START PASSAGE SHOWN

Arévalo accuses Porras and judge of undermining democracy in Guatemala

Guatemalan President Bernardo Arévalo denounced a new attempt at a “coup” orchestrated by the Attorney General’s Office. He also requested an extraordinary session at the Organization of American States (OAS) to address the country’s ongoing political crisis.

The president has been at odds with Attorney General Consuelo Porras, who has been sanctioned by the United States and the European Union for being “corrupt” and “anti-democratic.” Since 2023, Arévalo has accused Porras of launching investigations against his party, Semilla, and the 2023 elections as part of a scheme to prevent his inauguration in January 2024.

From the presidential office, Arévalo has said he continues to “resist” the “coup plotters,” but tensions escalated last Friday when Judge Fredy Orellana, at the request of the Attorney General’s Office, ordered the electoral court to annul the Semilla party’s promoter group. Arévalo interpreted this as an attempt to revoke the positions won by the party.

END PASSAGE SHOWN
START DATA UNDER STUDY

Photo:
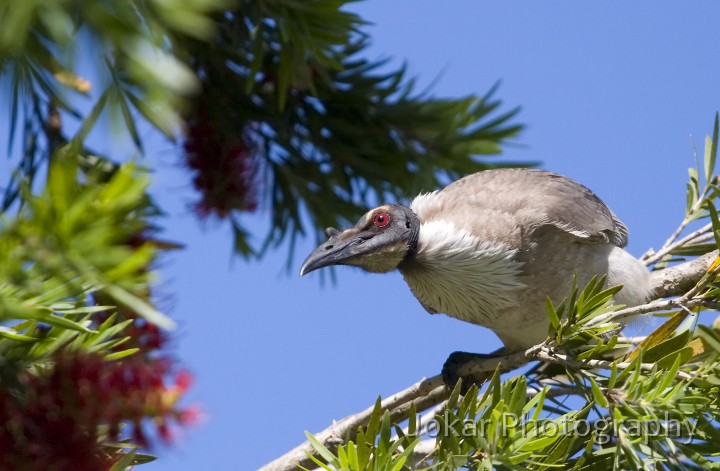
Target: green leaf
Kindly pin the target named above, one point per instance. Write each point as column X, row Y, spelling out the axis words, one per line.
column 121, row 354
column 660, row 334
column 682, row 355
column 321, row 450
column 552, row 314
column 139, row 306
column 599, row 397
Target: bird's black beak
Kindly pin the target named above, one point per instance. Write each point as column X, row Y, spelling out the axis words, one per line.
column 339, row 247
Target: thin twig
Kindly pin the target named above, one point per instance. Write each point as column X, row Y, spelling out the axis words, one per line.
column 546, row 354
column 704, row 234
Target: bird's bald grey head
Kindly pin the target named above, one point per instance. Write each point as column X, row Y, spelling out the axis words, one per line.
column 380, row 240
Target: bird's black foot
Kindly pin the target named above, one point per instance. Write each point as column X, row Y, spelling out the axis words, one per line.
column 471, row 367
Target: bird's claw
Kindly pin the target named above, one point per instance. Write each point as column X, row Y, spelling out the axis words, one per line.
column 462, row 365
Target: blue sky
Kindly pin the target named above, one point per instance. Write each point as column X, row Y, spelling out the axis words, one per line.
column 611, row 94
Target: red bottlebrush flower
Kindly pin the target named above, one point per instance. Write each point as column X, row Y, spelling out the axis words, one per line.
column 58, row 419
column 218, row 150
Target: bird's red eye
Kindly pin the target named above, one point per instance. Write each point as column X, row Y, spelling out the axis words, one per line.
column 381, row 219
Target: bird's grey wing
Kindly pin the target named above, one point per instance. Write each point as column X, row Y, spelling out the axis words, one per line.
column 537, row 198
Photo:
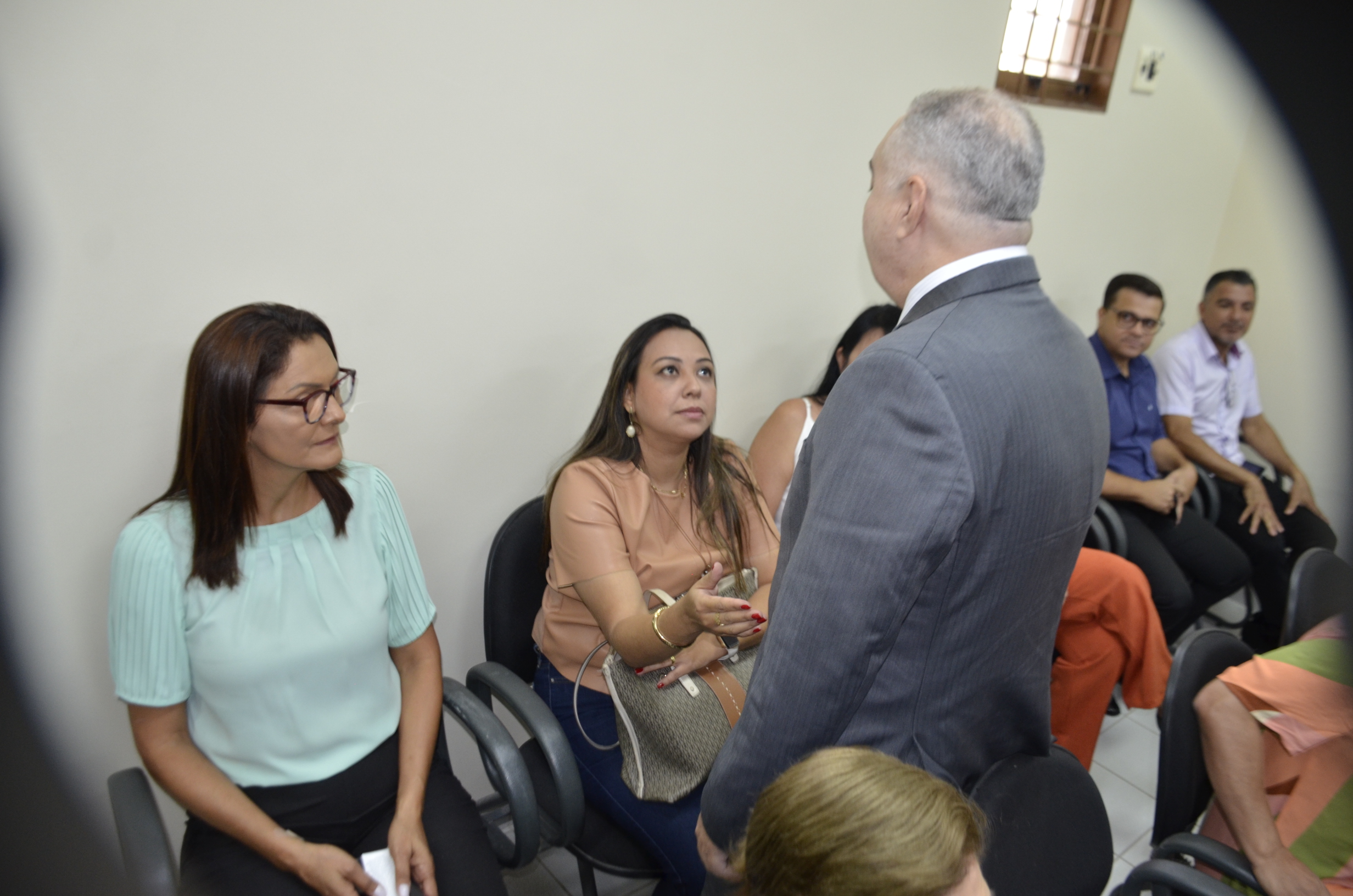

END DATA UNDER STUDY

__TASK REQUIREMENTS__
a: According to the article on Arévalo's dispute with Porras, which two bodies sanctioned Attorney General Consuelo Porras?
b: List every person named in the article on Arévalo's dispute with Porras.
c: Continue the article on Arévalo's dispute with Porras from the point where it stops.

__TASK RESULTS__
a: The United States and the European Union.

b: Bernardo Arévalo, Consuelo Porras, Fredy Orellana

c:
“Orellana, a hitman who distorts the law in service of Consuelo Porras, is attempting to force […] the unconstitutional removal of a mayor, 23 elected deputies […], the vice president, and the president of the country,” Arévalo said in a televised address on Sunday.

“We call on the international community not to turn a blind eye to the coup being attempted in Guatemala,” he added, speaking alongside his cabinet and congressional members at the National Palace in Guatemala City.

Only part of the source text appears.